§ **Exercise description**: Transcribe each line exactly.

§ **Records provided**:
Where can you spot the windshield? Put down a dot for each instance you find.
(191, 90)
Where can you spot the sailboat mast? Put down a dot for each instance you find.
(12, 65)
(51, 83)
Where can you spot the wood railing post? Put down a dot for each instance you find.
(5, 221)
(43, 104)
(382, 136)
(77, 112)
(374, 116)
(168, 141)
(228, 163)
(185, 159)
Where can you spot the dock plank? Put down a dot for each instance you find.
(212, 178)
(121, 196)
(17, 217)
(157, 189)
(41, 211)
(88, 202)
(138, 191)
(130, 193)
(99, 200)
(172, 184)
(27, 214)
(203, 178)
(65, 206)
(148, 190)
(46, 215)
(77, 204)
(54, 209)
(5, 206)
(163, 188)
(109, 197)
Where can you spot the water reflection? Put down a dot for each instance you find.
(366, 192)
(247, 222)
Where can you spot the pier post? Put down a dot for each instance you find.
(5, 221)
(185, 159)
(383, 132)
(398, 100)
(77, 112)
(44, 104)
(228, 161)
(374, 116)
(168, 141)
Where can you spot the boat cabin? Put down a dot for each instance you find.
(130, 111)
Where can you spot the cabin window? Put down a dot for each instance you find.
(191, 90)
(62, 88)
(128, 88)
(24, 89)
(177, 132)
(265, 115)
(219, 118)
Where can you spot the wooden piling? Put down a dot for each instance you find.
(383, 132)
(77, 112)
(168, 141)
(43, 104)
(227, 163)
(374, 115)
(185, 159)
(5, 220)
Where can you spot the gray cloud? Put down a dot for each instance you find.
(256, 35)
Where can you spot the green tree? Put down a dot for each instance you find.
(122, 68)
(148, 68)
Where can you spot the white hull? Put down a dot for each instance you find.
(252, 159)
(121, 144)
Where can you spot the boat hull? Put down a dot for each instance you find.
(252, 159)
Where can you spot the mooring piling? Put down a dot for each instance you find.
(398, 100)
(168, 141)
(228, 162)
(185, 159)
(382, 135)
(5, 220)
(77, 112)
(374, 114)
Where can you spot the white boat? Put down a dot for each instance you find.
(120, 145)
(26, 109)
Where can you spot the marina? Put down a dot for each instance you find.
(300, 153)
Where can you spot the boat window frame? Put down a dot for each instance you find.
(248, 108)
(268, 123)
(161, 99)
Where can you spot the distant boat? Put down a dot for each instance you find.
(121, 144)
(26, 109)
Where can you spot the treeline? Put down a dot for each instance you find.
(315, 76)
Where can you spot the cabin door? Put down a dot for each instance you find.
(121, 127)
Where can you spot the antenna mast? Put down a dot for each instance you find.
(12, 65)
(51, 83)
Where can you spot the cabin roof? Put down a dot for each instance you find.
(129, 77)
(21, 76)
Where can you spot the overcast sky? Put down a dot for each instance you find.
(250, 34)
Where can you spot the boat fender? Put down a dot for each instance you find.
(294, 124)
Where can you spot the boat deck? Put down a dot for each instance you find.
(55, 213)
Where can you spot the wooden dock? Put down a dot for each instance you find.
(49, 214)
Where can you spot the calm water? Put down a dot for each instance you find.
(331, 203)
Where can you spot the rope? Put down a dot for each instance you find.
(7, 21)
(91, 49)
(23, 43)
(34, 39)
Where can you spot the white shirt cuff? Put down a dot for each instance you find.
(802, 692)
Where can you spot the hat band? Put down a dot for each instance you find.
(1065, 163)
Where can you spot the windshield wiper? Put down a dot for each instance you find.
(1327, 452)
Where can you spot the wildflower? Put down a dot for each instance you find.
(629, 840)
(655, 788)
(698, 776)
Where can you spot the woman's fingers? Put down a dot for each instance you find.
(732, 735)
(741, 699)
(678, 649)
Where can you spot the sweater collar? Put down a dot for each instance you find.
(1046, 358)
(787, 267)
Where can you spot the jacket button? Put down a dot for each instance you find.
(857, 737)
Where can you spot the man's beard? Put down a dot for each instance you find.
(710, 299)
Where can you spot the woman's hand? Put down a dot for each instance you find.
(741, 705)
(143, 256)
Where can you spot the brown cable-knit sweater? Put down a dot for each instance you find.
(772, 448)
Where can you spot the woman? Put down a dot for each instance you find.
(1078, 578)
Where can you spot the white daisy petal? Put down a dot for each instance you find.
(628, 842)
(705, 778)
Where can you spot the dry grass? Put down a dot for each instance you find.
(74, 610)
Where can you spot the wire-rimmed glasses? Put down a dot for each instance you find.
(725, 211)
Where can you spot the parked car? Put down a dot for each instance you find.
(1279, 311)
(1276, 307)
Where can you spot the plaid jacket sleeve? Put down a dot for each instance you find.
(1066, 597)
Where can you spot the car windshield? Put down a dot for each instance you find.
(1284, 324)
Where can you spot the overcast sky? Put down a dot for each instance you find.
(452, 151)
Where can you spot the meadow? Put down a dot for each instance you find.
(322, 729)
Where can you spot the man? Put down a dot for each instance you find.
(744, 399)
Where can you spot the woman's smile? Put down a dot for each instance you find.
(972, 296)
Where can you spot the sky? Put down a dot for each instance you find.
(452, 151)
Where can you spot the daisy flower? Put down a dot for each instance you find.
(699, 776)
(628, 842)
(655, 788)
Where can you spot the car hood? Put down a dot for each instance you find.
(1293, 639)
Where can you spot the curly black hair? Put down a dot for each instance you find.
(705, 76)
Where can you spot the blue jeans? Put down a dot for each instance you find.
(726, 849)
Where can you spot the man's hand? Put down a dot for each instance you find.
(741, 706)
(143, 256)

§ **Problem solution**:
Where can you spot the windshield? Put down a dot for each instance you find.
(191, 90)
Where can you spot the sailboat mast? Put down a dot for each instance you find.
(12, 65)
(51, 83)
Where can you spot the wood railing post? Put down a dot for each instance you find.
(5, 221)
(43, 104)
(382, 136)
(77, 112)
(374, 116)
(168, 141)
(228, 163)
(185, 159)
Where can you spot the dock plank? Put down a dot for each instance you find.
(212, 178)
(121, 196)
(17, 217)
(157, 189)
(41, 211)
(88, 202)
(138, 191)
(130, 193)
(99, 200)
(172, 184)
(27, 214)
(203, 178)
(65, 206)
(148, 190)
(46, 215)
(77, 204)
(54, 209)
(5, 206)
(163, 188)
(109, 197)
Where can you spot the water reflection? Put down a dot for each instance you find.
(366, 192)
(247, 222)
Where can you spot the pier post? Put down a dot for each instance you find.
(5, 221)
(185, 159)
(383, 132)
(398, 100)
(77, 112)
(44, 104)
(228, 161)
(374, 116)
(168, 141)
Where can you spot the boat cabin? Put down a dot for each instance you find.
(130, 111)
Where can you spot the cabin window? Put down a dot for each instance you find.
(191, 90)
(62, 88)
(128, 88)
(24, 89)
(177, 132)
(265, 115)
(219, 118)
Where can you spot the wooden piling? Put down a dot for each instance you find.
(383, 132)
(77, 112)
(168, 141)
(43, 104)
(227, 163)
(374, 115)
(185, 159)
(5, 220)
Where can you spot the gray cloud? Put down a dot for each instance you find.
(256, 35)
Where can you spot the green tree? Put down a dot for each instance you find.
(122, 68)
(148, 68)
Where can you spot the white hull? Put down a dot for each instance you find.
(252, 159)
(121, 144)
Where can you spot the boat hull? Put down a dot for each instance you find.
(252, 159)
Where can you spot the mooring piling? Put down a dot for each instance you find.
(398, 100)
(168, 141)
(228, 162)
(185, 159)
(382, 135)
(5, 220)
(77, 112)
(374, 114)
Where can you spot the white boat? Put down a dot for each instance you find.
(120, 145)
(26, 109)
Where can you spot the marina? Put down a dot for each instance you find.
(300, 153)
Where can you spot the boat window frame? Put down a dot for each instance you find.
(248, 108)
(268, 123)
(161, 99)
Where can you spot the distant boat? Put down a dot for each instance you find.
(121, 144)
(26, 109)
Where can you spot the treeline? Put down a dot for each instance you find.
(315, 76)
Where can you spot the cabin door? Put down a dot for each instance you find.
(121, 127)
Where can you spot the antenna mast? Put down a dot for each instance you find.
(12, 65)
(51, 83)
Where can you spot the cabin roof? Put down a dot for each instance you find.
(129, 77)
(21, 76)
Where can you spot the overcast sky? Put down a dot for each instance you find.
(250, 34)
Where can you spot the boat fender? Put down a dot for each instance you find.
(294, 124)
Where can you spot the boat deck? Put down a dot for each instance you find.
(55, 213)
Where can you spot the wooden dock? Put down a dot for each instance you find.
(49, 214)
Where can you spot the calm water? Put down a dot for each instance you find.
(331, 203)
Where can you spot the rope? Put down a dot for each instance you find.
(7, 21)
(91, 49)
(23, 43)
(34, 39)
Where can you spot the white shirt cuff? Put down a dot for each instance you find.
(802, 692)
Where can you spot the hat band? Put down a dot for each instance you find.
(1065, 163)
Where can you spot the windshield wiper? Put down a dot for each instance you find.
(1327, 452)
Where can you spot the wildflower? Put down a dot for each instance you find.
(629, 840)
(655, 788)
(698, 776)
Where can you spot the woman's fingers? Put down a dot for each instance you find.
(732, 735)
(741, 699)
(678, 649)
Where can you spot the sweater collar? Put down a dot for each instance you find.
(1046, 358)
(787, 267)
Where can you spot the jacket button? Put down a dot for each instance you find.
(857, 737)
Where can you spot the man's beard? Put down a dot for each instance you find.
(710, 299)
Where can you spot the woman's hand? Put down a dot for each instance you find.
(741, 705)
(143, 256)
Where can you spot the brown cable-knit sweater? Put down a dot for each instance you find.
(772, 448)
Where can you spot the woman? Put down a dot for each instance you find.
(1078, 578)
Where can you spot the white daisy petal? Put down a dot for each instance you find.
(628, 842)
(705, 778)
Where can you spot the dry grass? Put down a dot for each instance you find.
(74, 610)
Where can you spot the wire-rimmed glasses? Put down a dot for each instance you find.
(725, 211)
Where can you spot the parked car? Put down a dot for each instance you find.
(1279, 311)
(1276, 307)
Where can you spot the plaid jacket sleeve? Put down a dot for each instance you find.
(1066, 597)
Where can you spot the car windshield? Put down a dot for each instance you find.
(1284, 324)
Where can you spot the overcast sky? Put down a dot for each instance you find.
(452, 151)
Where can you spot the meadow? Put down a dot for each instance you find.
(322, 729)
Where can you spot the man? Put down a dot for each instance you find.
(744, 399)
Where can you spot the woman's smile? Put down a dot for each instance you find.
(972, 296)
Where can you spot the sky? Put down a dot for each instance you find.
(452, 151)
Where can you spot the daisy flower? Put down a dot for each instance you find.
(699, 776)
(628, 842)
(655, 788)
Where can you spot the car hood? Put down a dot for each instance you find.
(1293, 639)
Where can you spot the curly black hair? Put down a dot for each instance you find.
(705, 76)
Where can you spot the blue jeans? Put down a dot for each instance you find.
(726, 849)
Where can you spot the man's hand? Put down a dot for each instance you find.
(741, 706)
(143, 256)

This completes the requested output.